**Exercise input:**

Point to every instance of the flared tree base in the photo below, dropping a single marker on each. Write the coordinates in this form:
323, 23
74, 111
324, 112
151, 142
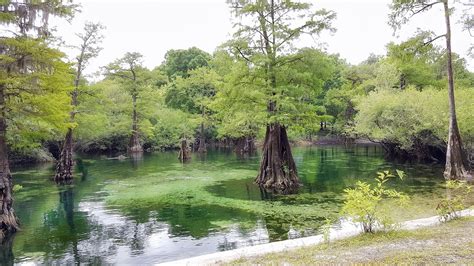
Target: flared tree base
277, 168
456, 160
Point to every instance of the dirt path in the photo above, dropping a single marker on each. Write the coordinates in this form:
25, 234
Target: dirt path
447, 243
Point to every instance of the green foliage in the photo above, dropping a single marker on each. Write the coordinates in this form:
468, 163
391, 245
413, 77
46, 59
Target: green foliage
458, 192
178, 63
411, 117
363, 203
17, 188
38, 101
239, 106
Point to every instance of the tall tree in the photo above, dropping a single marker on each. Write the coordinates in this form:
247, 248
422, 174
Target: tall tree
88, 49
178, 63
266, 31
130, 71
402, 11
192, 95
29, 69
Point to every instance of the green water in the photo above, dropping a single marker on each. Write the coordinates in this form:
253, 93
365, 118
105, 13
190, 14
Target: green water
154, 209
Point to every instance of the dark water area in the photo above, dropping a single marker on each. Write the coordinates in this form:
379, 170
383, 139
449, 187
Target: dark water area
154, 209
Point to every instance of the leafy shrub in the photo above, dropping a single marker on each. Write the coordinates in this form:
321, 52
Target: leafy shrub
17, 188
413, 119
363, 203
449, 208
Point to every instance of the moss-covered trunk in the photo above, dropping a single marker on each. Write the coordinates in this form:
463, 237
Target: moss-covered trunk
65, 163
456, 160
8, 221
135, 145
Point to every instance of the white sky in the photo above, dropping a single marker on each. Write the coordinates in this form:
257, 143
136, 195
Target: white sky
152, 27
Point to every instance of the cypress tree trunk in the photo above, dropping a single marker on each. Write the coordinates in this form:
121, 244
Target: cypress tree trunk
277, 167
455, 158
202, 136
184, 151
8, 221
135, 145
65, 163
6, 251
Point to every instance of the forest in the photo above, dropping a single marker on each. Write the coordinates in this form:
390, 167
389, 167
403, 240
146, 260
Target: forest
258, 95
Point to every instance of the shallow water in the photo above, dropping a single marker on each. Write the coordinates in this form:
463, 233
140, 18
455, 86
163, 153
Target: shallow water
154, 209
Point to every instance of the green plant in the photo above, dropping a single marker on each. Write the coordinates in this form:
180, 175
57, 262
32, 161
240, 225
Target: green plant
17, 188
457, 193
363, 203
326, 229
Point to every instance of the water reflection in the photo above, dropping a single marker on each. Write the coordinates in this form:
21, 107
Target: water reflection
74, 224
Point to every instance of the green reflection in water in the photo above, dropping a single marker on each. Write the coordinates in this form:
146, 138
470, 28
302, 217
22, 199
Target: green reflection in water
152, 209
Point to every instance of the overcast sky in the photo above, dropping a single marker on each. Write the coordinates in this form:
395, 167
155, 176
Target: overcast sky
153, 27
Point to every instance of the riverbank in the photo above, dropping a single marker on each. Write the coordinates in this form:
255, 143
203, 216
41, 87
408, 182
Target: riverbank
423, 240
450, 242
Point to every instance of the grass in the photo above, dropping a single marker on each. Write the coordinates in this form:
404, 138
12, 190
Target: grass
450, 242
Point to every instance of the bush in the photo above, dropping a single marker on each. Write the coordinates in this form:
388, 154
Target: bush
413, 121
458, 192
363, 203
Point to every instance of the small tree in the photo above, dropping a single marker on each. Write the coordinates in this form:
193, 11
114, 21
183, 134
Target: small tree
363, 203
402, 11
131, 73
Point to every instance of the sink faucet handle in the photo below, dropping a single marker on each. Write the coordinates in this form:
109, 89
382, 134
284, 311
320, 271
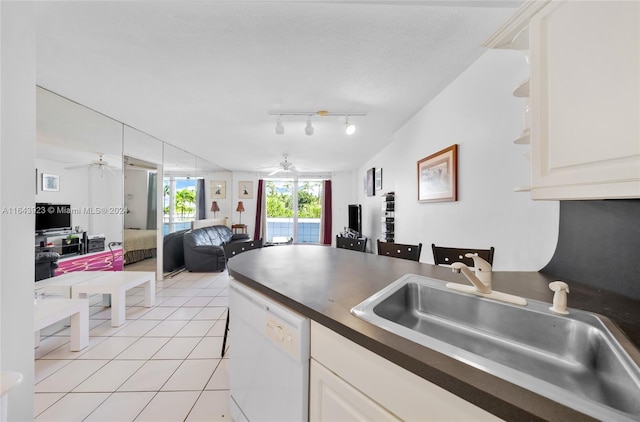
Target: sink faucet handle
559, 297
478, 263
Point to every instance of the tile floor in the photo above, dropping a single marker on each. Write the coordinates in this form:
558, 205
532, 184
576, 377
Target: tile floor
163, 364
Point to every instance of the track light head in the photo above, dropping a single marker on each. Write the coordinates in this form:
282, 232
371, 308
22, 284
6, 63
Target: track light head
279, 127
308, 129
350, 128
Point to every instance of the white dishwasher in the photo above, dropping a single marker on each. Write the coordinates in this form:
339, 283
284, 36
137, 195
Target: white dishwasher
269, 359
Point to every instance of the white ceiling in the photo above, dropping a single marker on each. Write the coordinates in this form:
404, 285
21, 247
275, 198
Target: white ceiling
203, 75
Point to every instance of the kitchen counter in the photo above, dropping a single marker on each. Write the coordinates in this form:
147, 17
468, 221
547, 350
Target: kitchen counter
324, 283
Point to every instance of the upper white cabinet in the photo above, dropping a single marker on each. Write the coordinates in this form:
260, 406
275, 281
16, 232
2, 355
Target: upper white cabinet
585, 100
584, 97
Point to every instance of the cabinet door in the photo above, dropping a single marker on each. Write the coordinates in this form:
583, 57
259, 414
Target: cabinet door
585, 95
332, 399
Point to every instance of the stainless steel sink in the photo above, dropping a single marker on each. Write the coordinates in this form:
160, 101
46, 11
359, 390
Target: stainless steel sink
573, 359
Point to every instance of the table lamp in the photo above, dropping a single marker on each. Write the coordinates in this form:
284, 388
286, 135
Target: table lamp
240, 209
215, 208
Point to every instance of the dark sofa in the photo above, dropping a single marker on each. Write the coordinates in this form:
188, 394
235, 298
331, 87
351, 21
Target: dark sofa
203, 248
173, 251
46, 264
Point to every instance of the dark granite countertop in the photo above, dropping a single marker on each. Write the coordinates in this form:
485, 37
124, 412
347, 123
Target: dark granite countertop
324, 283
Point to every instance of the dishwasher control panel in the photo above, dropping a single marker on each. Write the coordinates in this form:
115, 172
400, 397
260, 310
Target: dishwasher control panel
282, 334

**Exercise brief:**
Put every line of all the entries above into a numbered list, skipping blank lines and leaving the pictures out.

**Solution below:**
1. Point to every instance of the flared tree base in the photo below, dropping a single marker on each. Write the coordinates in this form:
2. 323, 23
3. 74, 111
4. 324, 112
5. 151, 142
6. Target: flared tree base
7. 277, 168
8. 456, 160
9. Point to every instance of the dirt path in the photo above, dropping a single marker on each. Write the coordinates in this form:
10. 25, 234
11. Target: dirt path
12. 447, 243
13. Point to every instance of the green foliage in the photo above, dropping a single marker on each. Write the coordinates in this form:
14. 468, 163
15. 391, 245
16. 413, 77
17. 46, 59
18. Target: green foliage
19. 458, 192
20. 178, 63
21. 411, 117
22. 363, 203
23. 17, 188
24. 38, 101
25. 239, 106
26. Point to every instance of the tall tree in the photo above, dropping a single marker on each. Write the coordinates in this form:
27. 247, 248
28. 422, 174
29. Target: tall tree
30. 88, 49
31. 178, 63
32. 266, 31
33. 130, 71
34. 402, 11
35. 192, 95
36. 29, 69
37. Point to every instance of the green water in the photo above, dropping a single marker on each. Write the coordinates in this form:
38. 253, 93
39. 365, 118
40. 105, 13
41. 190, 14
42. Target: green water
43. 154, 209
44. Point to every instance of the dark water area in the photo above, dropping a single marker on each. Write the coordinates in this form:
45. 379, 170
46. 383, 139
47. 449, 187
48. Target: dark water area
49. 154, 209
50. Point to every instance of the leafy shrub in the photo above, dropping a single marker on each. Write the coordinates in this form:
51. 321, 52
52. Target: leafy shrub
53. 17, 188
54. 413, 119
55. 363, 203
56. 449, 208
57. Point to every instance of the moss-covered trunk in the photo above, dropping a single marker on each. Write the coordinates in this form:
58. 463, 237
59. Target: moss-covered trunk
60. 65, 163
61. 456, 160
62. 8, 221
63. 135, 145
64. Point to every instance of the white sky in the photo above, dropping a single marker on each. Write the coordinates in this form:
65. 257, 143
66. 136, 195
67. Target: white sky
68. 152, 27
69. Point to every instance of the cypress tree trunk in the photo above, dropping a single marker on each. Write the coordinates in this form:
70. 121, 244
71. Target: cypress tree trunk
72. 277, 167
73. 455, 158
74. 202, 136
75. 184, 151
76. 8, 221
77. 135, 145
78. 65, 163
79. 6, 251
80. Point to every instance of the forest in the photo above, dropping a single marker on each. Write the coordinates in this form:
81. 390, 167
82. 389, 167
83. 403, 240
84. 146, 260
85. Target: forest
86. 258, 95
87. Point to every instance of the shallow water in the photo above, dropping a single marker on each. Write the coordinates in this form:
88. 463, 233
89. 140, 18
90. 455, 86
91. 163, 153
92. Target: shallow water
93. 154, 209
94. Point to every instance of the green plant in the photo above, dropping a single marker on each. Write the coordinates in this form:
95. 180, 175
96. 57, 262
97. 32, 161
98. 240, 225
99. Target: green plant
100. 17, 188
101. 457, 193
102. 363, 203
103. 326, 229
104. Point to every instance of the water reflection in the photo above, dropping a single marker on each. Write the coordinates in this form:
105. 21, 107
106. Target: water reflection
107. 74, 224
108. Point to every instance of the green reflection in water in the photo above, dropping a single marker on each. Write the coordinates in this form:
109. 146, 138
110. 470, 28
111. 302, 217
112. 22, 199
113. Target: green reflection in water
114. 152, 209
115. Point to every instance of the overcast sky in the photo above, dropping a single marker on each. Write the coordinates in this form:
116. 395, 167
117. 155, 176
118. Target: overcast sky
119. 153, 27
120. Point to every instance of the riverbank in the photo above, dropping a single marker on each. Write the coordinates in this form:
121. 255, 143
122. 203, 216
123. 41, 87
124. 408, 182
125. Target: riverbank
126. 423, 240
127. 450, 242
128. Point to every instance of the grass in the photo above, dropping a single marker on each. Write the coordinates in this form:
129. 404, 138
130. 12, 190
131. Target: grass
132. 450, 242
133. Point to every instance of the bush in the photo above, dropping a single marker on each. Write the coordinates in this form:
134. 388, 154
135. Target: bush
136. 413, 121
137. 458, 192
138. 363, 203
139. Point to every instance of the small tree in the photo above, dropping a single marker on each. Write the coordinates in this form:
140. 193, 11
141. 114, 21
142. 183, 134
143. Target: small tree
144. 363, 203
145. 402, 11
146. 131, 73
147. Point to every instance of the sink faucet handle in the photo below, dropping a single marker on each. Write the coordinates in this form:
148. 109, 89
149. 382, 134
150. 284, 311
151. 320, 271
152. Target: sink faucet handle
153. 559, 297
154. 478, 263
155. Point to every instance of the tile floor in the photo above, dropping a single marker on each. Write the coordinates in this form:
156. 558, 205
157. 532, 184
158. 576, 377
159. Target: tile floor
160. 163, 364
161. Point to every instance of the track light head in the photo above, dropping a single marker on each. Write the coordinates in this form:
162. 282, 232
163. 371, 308
164. 22, 284
165. 6, 63
166. Target: track light head
167. 279, 127
168. 308, 129
169. 350, 128
170. Point to every instance of the white dishwasher in the photo above, dropping a single marker on each. Write the coordinates in this form:
171. 339, 283
172. 284, 36
173. 137, 195
174. Target: white dishwasher
175. 269, 359
176. Point to every instance of the white ceiling in the photo above, dropping a single marker on each. Write the coordinates in this form:
177. 404, 285
178. 21, 247
179. 275, 198
180. Target: white ceiling
181. 203, 75
182. Point to every instance of the kitchen counter in the photo above, dropping a single marker on each. Write the coordinates in this form:
183. 147, 17
184. 468, 221
185. 547, 350
186. Target: kitchen counter
187. 324, 283
188. Point to every instance of the upper white cabinet in the photo above, dropping a single marker on each. Write the coordinates in this form:
189. 260, 406
190. 275, 281
191. 16, 232
192. 2, 355
193. Target: upper white cabinet
194. 585, 100
195. 584, 97
196. Point to every instance of the cabinet door in the photo above, dropping a single marker on each. Write the coordinates in this form:
197. 583, 57
198. 259, 414
199. Target: cabinet door
200. 585, 95
201. 332, 399
202. Point to every instance of the stainless steel sink in the photo above, dropping a single marker on each. Write the coordinates in this form:
203. 160, 101
204. 46, 11
205. 359, 390
206. Target: stainless steel sink
207. 573, 359
208. Point to every instance of the table lamp in the photo above, dropping a single marker on each. Write the coordinates in this form:
209. 284, 388
210. 286, 135
211. Target: table lamp
212. 240, 209
213. 215, 208
214. Point to every instance of the dark sofa in the photo above, dropping a single marker on each. Write the coordinates in this form:
215. 188, 394
216. 235, 298
217. 331, 87
218. 351, 21
219. Target: dark sofa
220. 203, 248
221. 173, 251
222. 46, 264
223. Point to every instance of the dark granite countertop in the photo above, dropping a single marker on each. Write the coordinates in this form:
224. 485, 37
225. 124, 412
226. 347, 123
227. Target: dark granite countertop
228. 324, 283
229. Point to every instance of the dishwasher control panel in the photo above, dropping a single marker on each. Write the coordinates in this form:
230. 115, 172
231. 400, 397
232. 260, 310
233. Target: dishwasher control panel
234. 282, 334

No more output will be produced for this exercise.